### AIM
Please pick out every line in the rows below that contains the string "xmax" and copy each one in full.

_ _ _ _ _

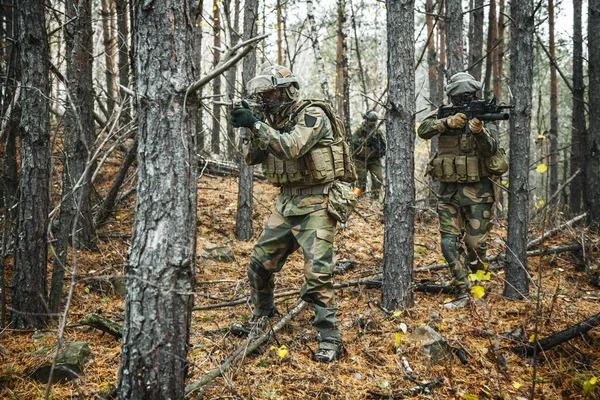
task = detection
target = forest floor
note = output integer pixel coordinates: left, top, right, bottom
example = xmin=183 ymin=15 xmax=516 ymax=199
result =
xmin=0 ymin=174 xmax=600 ymax=399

_ _ _ _ _

### EXERCISE RESULT
example = xmin=183 ymin=15 xmax=516 ymax=199
xmin=0 ymin=174 xmax=600 ymax=399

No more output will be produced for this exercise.